• **SET TASK**:
Reproduce all of the records exactly.

• **INPUT**:
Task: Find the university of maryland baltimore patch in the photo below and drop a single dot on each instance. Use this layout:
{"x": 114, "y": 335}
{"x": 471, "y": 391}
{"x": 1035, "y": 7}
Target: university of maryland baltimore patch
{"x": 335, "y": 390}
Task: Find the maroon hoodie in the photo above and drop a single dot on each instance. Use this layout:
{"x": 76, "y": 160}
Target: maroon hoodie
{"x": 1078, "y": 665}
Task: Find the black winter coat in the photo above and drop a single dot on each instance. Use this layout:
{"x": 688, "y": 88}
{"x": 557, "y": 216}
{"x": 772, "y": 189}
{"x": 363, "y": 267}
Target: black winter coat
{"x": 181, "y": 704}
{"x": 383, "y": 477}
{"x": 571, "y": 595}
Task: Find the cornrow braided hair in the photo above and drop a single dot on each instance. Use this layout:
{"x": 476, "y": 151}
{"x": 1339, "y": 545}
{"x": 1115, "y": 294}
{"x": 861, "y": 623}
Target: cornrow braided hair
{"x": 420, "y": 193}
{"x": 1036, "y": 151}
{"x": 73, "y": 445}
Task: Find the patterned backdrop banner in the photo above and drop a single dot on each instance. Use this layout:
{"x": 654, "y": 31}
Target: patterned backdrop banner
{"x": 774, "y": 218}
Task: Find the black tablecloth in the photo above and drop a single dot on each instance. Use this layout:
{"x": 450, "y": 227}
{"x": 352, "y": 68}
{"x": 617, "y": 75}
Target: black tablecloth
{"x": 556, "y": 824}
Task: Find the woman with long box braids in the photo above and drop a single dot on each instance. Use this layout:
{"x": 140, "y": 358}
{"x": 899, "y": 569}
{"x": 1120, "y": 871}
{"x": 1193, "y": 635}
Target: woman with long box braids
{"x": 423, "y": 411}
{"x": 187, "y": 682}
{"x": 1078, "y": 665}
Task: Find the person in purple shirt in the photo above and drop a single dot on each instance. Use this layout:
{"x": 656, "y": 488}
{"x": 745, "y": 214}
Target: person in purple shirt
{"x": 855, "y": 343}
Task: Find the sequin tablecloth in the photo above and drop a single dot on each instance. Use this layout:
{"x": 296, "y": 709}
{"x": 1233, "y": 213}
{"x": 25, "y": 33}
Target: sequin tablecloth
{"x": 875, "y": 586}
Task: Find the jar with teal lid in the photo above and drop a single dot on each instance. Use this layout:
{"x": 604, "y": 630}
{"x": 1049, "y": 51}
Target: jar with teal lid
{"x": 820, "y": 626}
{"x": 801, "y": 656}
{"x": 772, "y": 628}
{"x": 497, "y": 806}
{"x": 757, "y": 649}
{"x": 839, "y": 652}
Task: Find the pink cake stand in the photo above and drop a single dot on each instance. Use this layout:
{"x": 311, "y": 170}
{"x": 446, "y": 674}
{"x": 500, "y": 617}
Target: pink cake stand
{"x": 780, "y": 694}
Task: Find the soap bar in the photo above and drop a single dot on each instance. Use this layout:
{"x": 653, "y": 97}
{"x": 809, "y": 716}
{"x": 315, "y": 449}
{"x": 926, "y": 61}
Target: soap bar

• **RESULT FOR THIS TASK**:
Task: Find the university of maryland baltimore patch in the photo below and drop a single dot on each instance. Use this layout:
{"x": 114, "y": 335}
{"x": 471, "y": 391}
{"x": 1035, "y": 7}
Target: university of maryland baltimore patch
{"x": 335, "y": 390}
Task: Find the maroon hoodie in the photo above and drop a single dot on each instance. Use this layout:
{"x": 76, "y": 160}
Target: maroon hoodie
{"x": 1078, "y": 665}
Task: Find the black winter coat in the photo above and drop a single dot on each instance. Use this layout:
{"x": 688, "y": 88}
{"x": 557, "y": 216}
{"x": 772, "y": 189}
{"x": 363, "y": 267}
Target: black winter coat
{"x": 181, "y": 704}
{"x": 383, "y": 477}
{"x": 571, "y": 595}
Task: Find the cornrow braided hair in the photo above and drop a single dot on each instance. Use this layout:
{"x": 476, "y": 151}
{"x": 1339, "y": 545}
{"x": 1115, "y": 294}
{"x": 861, "y": 623}
Target: cornrow braided hair
{"x": 420, "y": 193}
{"x": 1036, "y": 151}
{"x": 73, "y": 445}
Task: Find the patterned backdrop banner in the photo above and drop a single dot on each instance. Use this layout:
{"x": 654, "y": 31}
Target: patterned backdrop banner
{"x": 774, "y": 218}
Task: Find the black tablecloth in the photo above and drop a single dot on each instance. Use this layout:
{"x": 450, "y": 227}
{"x": 352, "y": 68}
{"x": 617, "y": 75}
Target: black tablecloth
{"x": 556, "y": 824}
Task: Find the woman with long box braids in the photo above and drop a single dot on each instance. Use this layout:
{"x": 140, "y": 358}
{"x": 899, "y": 569}
{"x": 1120, "y": 871}
{"x": 1193, "y": 635}
Target: woman with long box braids
{"x": 423, "y": 411}
{"x": 187, "y": 682}
{"x": 1078, "y": 665}
Task: Find the person in purple shirt in the photo above and drop a single dot on each instance. Use this layout:
{"x": 656, "y": 488}
{"x": 745, "y": 214}
Target: person in purple shirt
{"x": 855, "y": 343}
Task: Find the sequin tablecloth in the photo above and drop a single dot on each instance. Use this layout:
{"x": 296, "y": 709}
{"x": 1233, "y": 213}
{"x": 25, "y": 33}
Target: sequin tablecloth
{"x": 875, "y": 586}
Task: Find the jar with teal lid in the photo above and drop a single dot on each instance. Use this layout:
{"x": 604, "y": 630}
{"x": 1049, "y": 51}
Target: jar with teal lid
{"x": 820, "y": 626}
{"x": 801, "y": 656}
{"x": 772, "y": 628}
{"x": 497, "y": 806}
{"x": 757, "y": 649}
{"x": 839, "y": 652}
Task: Find the pink cake stand in the photo above and drop a single dot on each instance. Use this layout:
{"x": 311, "y": 170}
{"x": 446, "y": 674}
{"x": 500, "y": 617}
Target: pink cake stand
{"x": 780, "y": 694}
Task: Find the soap bar in the photo above and drop a single dot on each instance. Use this layout:
{"x": 653, "y": 97}
{"x": 809, "y": 716}
{"x": 315, "y": 449}
{"x": 926, "y": 61}
Target: soap bar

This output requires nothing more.